──────── SUPPLIED MATERIAL

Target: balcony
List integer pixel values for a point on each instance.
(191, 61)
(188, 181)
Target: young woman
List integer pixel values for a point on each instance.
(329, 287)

────────────────

§ TASK TO CARRY OUT: Put these entries into a two-column CSV with the headers "request" and "answer," using one row per entry. Place the full text of each entry and its answer in separate quoted fields, and replace every line break with a space.

§ EXERCISE OUTPUT:
request,answer
"Target: balcony List integer pixel values for a point on each instance.","(191, 61) (188, 181)"
"Target: young woman List integer pixel values for a point on each instance.","(329, 287)"